_TASKS AND EXERCISES_
**A)** Can you repeat, word for word, the passage of the Lviv novel review that opens with "I have mentioned" and closes with "Lloyd-Jones (2017, MacLehose Press)"?
**B)** What comes next in the review of the Lviv novel? Write the continuation, starting after its last sentence.

_SOURCE EXCERPT_
— Start —

“The House with the Stained-Glass Window” by Żanna Słoniowska: On the Changing City of Lviv, a Family and Art

I have mentioned two books by MacLehose Press before—In the Café of Lost Youth by Patrick Modiano and The Sorrows of Mexico: An Indictment of their Country’s Failings by 7 Exceptional Writers—both were amazing. The same publishing house recently released a book called The House with the Stained-Glass Window by Polish novelist and journalist Żanna Słoniowska (translated by Antonia Lloyd-Jones).

Słoniowska was born in Lviv, Ukraine in 1978, and attended the Ukrainian Academy of Printing. She moved to Poland in 2002. She lives in Krakow and (I suppose) holds a doctorate from the University of Social Sciences and Humanities, Warsaw. She is the winner of at least two big Polish awards: Znak Publishers’ Literary Prize and the Conrad Award.

The House with the Stained-Glass Window by Żanna Słoniowska translated by Antonia Lloyd-Jones (2017, MacLehose Press)

The House with the Stained-Glass Window is a very well-written novel, and a little complicated, which is why I feel I must share the official description:

In 1989, Marianna, the beautiful star soprano at the Lviv opera, is shot dead in the street as she leads the Ukrainian citizens in their protest against Soviet power. Only eleven years old at the time, her daughter tells the story of their family before and after that critical moment – including, ten years later, her own passionate affair with an older, married man.

— End —

_RECORDED INFORMATION_

— Start —

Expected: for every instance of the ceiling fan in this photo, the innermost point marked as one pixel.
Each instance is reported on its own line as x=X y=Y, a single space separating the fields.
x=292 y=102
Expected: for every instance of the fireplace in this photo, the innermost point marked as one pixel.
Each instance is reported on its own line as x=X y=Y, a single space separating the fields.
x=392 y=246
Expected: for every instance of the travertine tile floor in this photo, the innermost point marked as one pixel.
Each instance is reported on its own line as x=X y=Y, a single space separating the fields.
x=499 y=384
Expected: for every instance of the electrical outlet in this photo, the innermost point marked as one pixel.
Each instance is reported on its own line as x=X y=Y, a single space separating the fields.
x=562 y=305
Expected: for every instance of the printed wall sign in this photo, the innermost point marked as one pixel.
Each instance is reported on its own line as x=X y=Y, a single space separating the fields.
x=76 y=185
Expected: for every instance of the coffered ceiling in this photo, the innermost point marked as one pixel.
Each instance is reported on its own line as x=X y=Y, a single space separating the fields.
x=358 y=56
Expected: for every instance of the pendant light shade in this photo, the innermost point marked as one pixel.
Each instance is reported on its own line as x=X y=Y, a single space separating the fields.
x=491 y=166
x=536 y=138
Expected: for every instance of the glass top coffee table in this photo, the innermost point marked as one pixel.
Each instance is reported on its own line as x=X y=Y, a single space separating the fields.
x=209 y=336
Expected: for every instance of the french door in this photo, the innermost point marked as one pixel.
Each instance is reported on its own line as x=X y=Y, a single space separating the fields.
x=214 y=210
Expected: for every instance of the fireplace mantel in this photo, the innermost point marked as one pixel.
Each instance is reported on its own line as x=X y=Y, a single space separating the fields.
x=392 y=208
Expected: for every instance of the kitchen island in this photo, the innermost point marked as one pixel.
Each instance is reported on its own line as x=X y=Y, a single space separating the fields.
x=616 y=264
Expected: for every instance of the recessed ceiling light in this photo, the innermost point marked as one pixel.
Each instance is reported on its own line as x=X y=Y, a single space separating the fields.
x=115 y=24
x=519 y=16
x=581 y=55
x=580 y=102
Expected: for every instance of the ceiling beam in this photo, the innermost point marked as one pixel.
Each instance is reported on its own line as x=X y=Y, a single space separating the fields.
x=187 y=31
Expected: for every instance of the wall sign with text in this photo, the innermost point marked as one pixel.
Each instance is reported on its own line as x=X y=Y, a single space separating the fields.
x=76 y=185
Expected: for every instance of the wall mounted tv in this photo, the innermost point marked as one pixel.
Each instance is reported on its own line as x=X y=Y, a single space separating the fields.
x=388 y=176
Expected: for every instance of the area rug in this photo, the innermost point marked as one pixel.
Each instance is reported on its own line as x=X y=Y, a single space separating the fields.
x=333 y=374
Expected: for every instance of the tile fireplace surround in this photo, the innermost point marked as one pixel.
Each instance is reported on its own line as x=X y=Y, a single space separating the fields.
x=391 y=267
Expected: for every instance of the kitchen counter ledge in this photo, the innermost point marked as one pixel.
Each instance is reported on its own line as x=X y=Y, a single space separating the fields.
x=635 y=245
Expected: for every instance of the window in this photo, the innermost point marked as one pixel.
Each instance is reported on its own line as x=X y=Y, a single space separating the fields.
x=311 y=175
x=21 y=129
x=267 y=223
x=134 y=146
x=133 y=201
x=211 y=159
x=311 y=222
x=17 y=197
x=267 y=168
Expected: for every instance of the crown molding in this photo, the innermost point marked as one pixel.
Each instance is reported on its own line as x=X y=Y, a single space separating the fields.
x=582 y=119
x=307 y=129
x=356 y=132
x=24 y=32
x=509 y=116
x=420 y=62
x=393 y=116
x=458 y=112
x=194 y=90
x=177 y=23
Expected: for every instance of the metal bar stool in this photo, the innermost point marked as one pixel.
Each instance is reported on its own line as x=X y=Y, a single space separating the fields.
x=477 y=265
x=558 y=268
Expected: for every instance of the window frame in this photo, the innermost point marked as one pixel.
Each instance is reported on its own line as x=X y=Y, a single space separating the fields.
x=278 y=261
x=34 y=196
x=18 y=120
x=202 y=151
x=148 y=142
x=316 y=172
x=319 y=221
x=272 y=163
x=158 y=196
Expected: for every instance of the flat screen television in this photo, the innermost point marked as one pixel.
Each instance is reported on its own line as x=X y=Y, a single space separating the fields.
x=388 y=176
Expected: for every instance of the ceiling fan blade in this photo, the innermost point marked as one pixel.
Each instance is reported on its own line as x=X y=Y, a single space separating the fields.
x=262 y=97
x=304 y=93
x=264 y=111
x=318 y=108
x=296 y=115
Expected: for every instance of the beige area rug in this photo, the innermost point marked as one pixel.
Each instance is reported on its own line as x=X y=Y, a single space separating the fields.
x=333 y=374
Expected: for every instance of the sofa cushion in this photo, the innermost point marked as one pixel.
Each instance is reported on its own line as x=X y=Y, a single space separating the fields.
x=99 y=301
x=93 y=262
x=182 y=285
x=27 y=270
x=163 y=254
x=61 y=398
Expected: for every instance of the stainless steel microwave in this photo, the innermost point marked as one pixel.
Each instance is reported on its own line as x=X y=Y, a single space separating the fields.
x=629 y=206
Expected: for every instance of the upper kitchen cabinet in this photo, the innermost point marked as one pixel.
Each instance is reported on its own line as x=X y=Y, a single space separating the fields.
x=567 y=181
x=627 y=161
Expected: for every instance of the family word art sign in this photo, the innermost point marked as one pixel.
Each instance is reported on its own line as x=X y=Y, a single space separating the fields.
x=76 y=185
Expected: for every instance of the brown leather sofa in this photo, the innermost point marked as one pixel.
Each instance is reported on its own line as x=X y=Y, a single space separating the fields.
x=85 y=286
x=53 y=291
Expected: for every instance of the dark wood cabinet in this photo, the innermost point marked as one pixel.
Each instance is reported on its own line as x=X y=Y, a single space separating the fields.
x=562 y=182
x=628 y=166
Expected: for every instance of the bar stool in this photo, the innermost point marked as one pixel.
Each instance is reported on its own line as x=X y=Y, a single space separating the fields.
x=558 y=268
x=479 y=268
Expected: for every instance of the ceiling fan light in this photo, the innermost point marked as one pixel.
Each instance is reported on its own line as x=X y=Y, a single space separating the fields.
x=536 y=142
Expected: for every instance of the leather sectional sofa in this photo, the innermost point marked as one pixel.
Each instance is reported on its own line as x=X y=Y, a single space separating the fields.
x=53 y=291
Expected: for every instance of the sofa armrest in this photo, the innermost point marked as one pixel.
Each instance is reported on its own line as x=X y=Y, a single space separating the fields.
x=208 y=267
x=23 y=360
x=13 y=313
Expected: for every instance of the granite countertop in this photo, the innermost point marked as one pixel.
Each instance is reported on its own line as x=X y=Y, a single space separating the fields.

— End —
— Start —

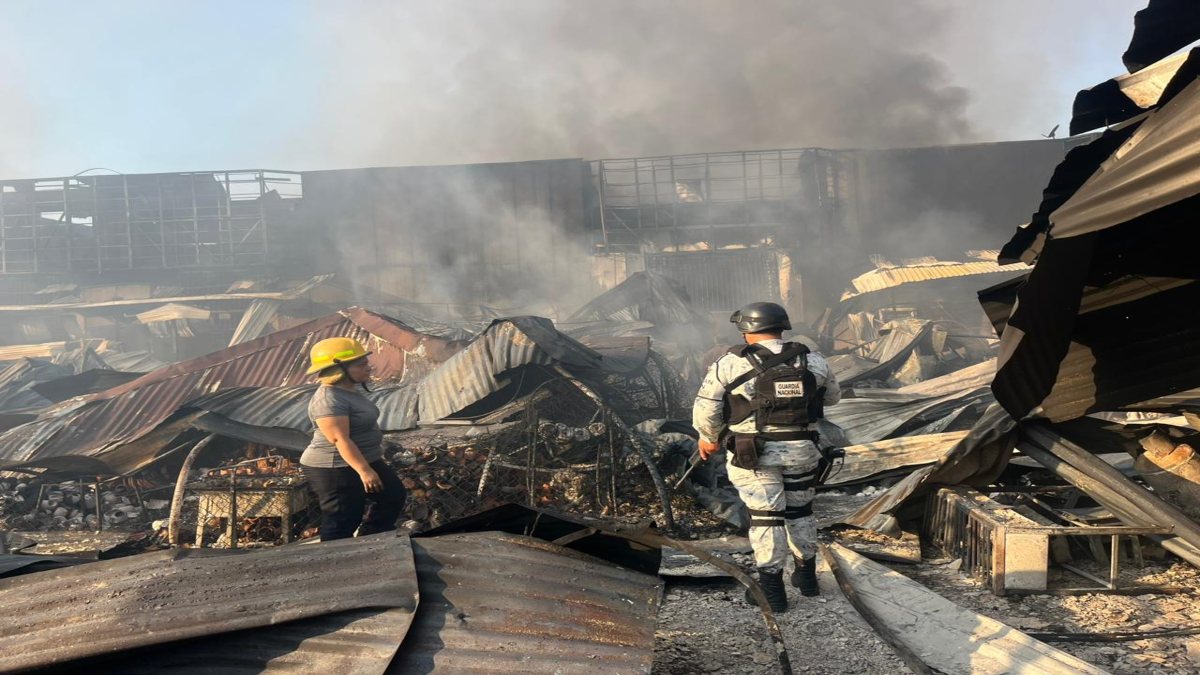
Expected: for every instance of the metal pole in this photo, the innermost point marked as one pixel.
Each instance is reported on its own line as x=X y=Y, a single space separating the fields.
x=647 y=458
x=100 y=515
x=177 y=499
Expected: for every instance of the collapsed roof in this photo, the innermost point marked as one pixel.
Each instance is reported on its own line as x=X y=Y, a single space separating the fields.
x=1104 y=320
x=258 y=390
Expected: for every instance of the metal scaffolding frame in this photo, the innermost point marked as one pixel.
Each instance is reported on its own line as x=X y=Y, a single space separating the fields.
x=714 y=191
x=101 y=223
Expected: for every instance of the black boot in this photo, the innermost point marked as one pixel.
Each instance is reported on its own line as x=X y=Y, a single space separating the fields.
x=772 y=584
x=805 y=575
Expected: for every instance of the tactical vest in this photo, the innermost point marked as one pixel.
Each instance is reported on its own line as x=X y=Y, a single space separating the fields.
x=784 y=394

— End —

_ANSWERS PROVIDED_
**A)**
I have mentioned two books by MacLehose Press before—In the Café of Lost Youth by Patrick Modiano and The Sorrows of Mexico: An Indictment of their Country’s Failings by 7 Exceptional Writers—both were amazing. The same publishing house recently released a book called The House with the Stained-Glass Window by Polish novelist and journalist Żanna Słoniowska (translated by Antonia Lloyd-Jones).

Słoniowska was born in Lviv, Ukraine in 1978, and attended the Ukrainian Academy of Printing. She moved to Poland in 2002. She lives in Krakow and (I suppose) holds a doctorate from the University of Social Sciences and Humanities, Warsaw. She is the winner of at least two big Polish awards: Znak Publishers’ Literary Prize and the Conrad Award.

The House with the Stained-Glass Window by Żanna Słoniowska translated by Antonia Lloyd-Jones (2017, MacLehose Press)

**B)**
Just like their home city of Lviv, which stands at the crossroads of nations and cultures, the women in this family have had turbulent lives, scarred by war and political turmoil, but also by their own inability to show each other their feelings. Lyrically told, this is the story of a young girl’s emotional, sexual, artistic and political awakening as she matures under the influence of her relatives, her mother’s former lover, her city and its fortunes.

Set across a difficult century, The House with the Stained-Glass Window depicts the changing face of Lviv (also known by the names Lwów, Lvov, Lemberg and others) as it is claimed by different political powers—Austria-Hungary, Poland, the Soviet Union, Ukraine. The novel closes in 2014 with the Euromaidan Protests.

Żanna Słoniowska on Authors’ Reading Month 2016, Wrocław, Poland by User “Rafał Komorowski”, CC BY-SA 4.0, Wikipedia

Entangled in these currents are four women—Marianna the opera singer, Marianna’s daughter (a painter), Marianna’s mother and Marianna’s grandmother. They hardly come across as being terrifically brave or pure. They are messy, often struggling with relationships and attachments that go nowhere; they frequently fail to communicate with and convince each other of their passions and deepest desires. But running through the tumult—domestic and social—is the artistic impulse, passing from one generation to another. It is an activity that injects some order into the chaos. And the shining and glittering stained-glass window that hangs in the house of the women of this story becomes something of a redeeming force, pointing out to a sort of transcendence, a state of being that is greater and higher than the surrounding situation.

I would highly recommend this novel to those interested in Central and Eastern Europe—for it is thorough (and over that, luminously poetic) in its examination of the history and culture of this region.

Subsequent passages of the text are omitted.